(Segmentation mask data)
⟨
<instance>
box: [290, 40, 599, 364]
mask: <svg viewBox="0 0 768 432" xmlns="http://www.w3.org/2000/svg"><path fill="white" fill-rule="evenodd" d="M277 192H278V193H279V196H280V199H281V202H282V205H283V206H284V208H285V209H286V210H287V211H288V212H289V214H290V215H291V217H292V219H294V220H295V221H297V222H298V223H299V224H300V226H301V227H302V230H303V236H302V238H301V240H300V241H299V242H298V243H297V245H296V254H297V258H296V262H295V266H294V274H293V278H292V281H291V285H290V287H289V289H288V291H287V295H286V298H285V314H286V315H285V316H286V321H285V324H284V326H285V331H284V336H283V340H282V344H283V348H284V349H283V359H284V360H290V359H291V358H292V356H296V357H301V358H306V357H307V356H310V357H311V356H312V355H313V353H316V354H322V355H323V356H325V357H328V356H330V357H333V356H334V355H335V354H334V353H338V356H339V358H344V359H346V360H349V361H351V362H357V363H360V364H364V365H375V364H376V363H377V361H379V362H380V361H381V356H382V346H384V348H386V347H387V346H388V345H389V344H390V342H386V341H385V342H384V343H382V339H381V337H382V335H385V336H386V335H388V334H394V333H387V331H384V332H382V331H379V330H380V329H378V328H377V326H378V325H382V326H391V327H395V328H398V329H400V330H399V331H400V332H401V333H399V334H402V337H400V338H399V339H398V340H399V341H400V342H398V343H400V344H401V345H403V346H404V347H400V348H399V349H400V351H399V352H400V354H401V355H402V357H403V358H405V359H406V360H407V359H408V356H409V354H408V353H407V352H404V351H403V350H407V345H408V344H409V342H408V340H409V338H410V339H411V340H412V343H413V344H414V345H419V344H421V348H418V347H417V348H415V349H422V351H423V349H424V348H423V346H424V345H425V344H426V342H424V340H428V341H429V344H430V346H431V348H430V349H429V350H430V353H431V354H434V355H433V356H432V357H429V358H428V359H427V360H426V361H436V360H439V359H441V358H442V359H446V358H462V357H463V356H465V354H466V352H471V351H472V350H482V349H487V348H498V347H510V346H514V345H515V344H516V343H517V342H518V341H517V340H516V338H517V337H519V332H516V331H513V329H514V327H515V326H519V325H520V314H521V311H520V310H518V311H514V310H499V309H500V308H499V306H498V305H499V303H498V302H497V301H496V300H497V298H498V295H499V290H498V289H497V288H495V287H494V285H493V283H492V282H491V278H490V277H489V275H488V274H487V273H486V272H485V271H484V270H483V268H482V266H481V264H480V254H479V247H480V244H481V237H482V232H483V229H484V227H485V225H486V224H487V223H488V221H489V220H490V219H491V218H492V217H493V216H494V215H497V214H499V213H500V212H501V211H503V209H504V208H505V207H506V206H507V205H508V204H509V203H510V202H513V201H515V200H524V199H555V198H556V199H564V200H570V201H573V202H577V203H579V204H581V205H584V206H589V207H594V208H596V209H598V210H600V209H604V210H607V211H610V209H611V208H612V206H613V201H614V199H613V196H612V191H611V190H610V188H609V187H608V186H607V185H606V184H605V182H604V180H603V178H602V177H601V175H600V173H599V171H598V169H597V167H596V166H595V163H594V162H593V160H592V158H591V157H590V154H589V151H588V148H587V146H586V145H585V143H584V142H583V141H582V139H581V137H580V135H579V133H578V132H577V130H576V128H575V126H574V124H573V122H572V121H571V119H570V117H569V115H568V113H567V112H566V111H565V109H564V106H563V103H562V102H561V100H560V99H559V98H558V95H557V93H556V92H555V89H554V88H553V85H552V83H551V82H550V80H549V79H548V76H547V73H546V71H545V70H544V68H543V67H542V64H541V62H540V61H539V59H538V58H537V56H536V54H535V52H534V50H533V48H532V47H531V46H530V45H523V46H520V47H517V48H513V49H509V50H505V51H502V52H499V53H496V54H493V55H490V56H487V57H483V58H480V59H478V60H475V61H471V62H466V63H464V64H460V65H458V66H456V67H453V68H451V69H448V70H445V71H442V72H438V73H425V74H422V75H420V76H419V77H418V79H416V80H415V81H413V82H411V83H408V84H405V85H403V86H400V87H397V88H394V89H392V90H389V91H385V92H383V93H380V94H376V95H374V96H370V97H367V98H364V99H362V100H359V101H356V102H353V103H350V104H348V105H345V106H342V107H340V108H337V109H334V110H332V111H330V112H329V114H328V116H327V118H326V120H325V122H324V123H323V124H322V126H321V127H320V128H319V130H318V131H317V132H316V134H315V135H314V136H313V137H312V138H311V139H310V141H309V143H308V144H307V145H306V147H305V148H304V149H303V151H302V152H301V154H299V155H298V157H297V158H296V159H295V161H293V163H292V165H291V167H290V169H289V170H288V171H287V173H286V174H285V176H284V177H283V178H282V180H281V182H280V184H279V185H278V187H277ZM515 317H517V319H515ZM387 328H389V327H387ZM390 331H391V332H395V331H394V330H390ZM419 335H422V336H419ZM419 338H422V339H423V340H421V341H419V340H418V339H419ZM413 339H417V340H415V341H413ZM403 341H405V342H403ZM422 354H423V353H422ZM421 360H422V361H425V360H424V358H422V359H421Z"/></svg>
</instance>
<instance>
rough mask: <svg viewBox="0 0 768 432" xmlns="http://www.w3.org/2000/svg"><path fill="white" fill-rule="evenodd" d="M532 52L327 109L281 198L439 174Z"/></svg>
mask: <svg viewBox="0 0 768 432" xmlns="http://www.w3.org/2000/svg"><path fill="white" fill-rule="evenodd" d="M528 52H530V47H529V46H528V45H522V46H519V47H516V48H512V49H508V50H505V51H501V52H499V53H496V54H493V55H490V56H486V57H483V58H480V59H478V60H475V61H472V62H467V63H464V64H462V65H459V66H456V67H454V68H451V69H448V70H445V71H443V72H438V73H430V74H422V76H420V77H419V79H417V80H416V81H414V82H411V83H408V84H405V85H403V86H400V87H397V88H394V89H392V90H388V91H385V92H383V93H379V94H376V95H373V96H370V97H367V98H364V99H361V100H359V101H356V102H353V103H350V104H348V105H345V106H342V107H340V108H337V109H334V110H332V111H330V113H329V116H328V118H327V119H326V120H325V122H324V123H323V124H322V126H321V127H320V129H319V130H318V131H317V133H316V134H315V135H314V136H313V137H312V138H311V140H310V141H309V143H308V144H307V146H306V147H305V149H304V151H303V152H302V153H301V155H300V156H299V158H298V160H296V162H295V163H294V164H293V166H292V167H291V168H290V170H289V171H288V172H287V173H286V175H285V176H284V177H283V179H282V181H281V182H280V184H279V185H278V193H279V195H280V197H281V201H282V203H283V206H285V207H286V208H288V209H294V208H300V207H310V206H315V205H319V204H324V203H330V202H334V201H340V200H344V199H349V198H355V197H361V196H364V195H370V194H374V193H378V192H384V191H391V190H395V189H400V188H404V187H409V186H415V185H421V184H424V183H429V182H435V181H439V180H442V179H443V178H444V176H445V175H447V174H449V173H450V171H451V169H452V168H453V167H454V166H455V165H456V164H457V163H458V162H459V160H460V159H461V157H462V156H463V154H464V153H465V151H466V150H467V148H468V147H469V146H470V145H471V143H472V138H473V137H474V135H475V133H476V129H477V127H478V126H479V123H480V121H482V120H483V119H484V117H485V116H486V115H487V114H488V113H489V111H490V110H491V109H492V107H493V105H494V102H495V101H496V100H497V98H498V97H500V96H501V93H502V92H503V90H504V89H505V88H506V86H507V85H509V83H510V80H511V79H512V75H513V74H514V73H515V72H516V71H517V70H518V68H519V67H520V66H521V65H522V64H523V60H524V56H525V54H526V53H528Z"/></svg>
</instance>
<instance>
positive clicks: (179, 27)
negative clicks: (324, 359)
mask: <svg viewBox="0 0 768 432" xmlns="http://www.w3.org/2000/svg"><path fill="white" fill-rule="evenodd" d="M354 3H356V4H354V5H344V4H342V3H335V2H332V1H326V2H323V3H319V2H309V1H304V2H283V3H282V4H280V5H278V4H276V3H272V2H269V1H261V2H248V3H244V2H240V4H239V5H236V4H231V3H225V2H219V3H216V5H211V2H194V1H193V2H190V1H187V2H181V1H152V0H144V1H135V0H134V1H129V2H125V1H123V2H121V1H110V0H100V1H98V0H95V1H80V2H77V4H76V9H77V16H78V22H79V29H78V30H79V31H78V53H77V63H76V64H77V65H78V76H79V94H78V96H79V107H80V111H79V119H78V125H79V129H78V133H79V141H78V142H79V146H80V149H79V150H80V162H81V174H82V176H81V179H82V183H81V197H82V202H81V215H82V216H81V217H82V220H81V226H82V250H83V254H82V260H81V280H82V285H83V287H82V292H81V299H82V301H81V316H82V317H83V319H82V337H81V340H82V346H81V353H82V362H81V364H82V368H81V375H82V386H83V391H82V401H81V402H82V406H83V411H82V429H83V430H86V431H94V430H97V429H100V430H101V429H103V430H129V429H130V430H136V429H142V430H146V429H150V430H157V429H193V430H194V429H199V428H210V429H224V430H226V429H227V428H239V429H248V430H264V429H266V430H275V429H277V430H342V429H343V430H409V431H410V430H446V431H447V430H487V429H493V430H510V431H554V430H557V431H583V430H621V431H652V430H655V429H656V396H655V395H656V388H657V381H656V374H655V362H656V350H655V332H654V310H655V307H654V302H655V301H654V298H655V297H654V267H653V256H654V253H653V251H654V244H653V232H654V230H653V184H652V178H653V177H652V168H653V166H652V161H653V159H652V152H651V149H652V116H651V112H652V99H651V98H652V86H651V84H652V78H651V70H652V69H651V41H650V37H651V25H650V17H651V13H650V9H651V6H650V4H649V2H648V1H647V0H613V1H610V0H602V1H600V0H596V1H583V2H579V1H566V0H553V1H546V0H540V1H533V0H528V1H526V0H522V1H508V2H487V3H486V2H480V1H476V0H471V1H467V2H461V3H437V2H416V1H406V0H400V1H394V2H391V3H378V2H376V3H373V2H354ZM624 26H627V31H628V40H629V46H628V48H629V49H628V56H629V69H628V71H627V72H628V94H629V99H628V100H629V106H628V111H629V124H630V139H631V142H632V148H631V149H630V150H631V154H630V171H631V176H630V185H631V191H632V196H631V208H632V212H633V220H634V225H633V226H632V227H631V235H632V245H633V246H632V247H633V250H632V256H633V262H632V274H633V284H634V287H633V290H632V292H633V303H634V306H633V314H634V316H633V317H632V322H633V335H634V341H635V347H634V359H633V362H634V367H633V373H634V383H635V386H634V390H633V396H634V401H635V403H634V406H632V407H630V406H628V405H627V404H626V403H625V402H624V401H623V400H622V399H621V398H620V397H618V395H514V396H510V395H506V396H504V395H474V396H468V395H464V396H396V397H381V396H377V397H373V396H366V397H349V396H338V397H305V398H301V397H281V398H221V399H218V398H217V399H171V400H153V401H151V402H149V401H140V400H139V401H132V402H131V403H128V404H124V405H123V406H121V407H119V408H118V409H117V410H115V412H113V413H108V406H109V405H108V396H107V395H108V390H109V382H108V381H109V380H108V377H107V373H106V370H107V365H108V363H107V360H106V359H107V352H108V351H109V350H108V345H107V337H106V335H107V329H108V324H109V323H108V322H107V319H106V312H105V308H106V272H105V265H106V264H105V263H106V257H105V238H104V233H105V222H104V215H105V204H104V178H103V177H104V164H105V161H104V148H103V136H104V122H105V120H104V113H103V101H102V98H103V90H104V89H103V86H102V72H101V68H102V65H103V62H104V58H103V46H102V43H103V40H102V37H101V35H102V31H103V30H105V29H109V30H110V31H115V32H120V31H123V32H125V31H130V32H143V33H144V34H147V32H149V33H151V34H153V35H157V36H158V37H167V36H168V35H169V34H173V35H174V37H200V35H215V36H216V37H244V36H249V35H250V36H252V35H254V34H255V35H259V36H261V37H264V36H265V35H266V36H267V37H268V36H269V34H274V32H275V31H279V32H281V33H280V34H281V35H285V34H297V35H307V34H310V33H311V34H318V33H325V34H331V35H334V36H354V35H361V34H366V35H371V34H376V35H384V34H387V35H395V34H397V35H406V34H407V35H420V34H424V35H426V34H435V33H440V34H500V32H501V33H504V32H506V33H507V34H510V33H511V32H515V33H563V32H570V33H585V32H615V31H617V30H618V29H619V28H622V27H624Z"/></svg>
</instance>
⟩
**ASSIGNMENT:** Could you work out how many lines above contain the string "clicks"? Only the number should be given.

**ANSWER SECTION:** 2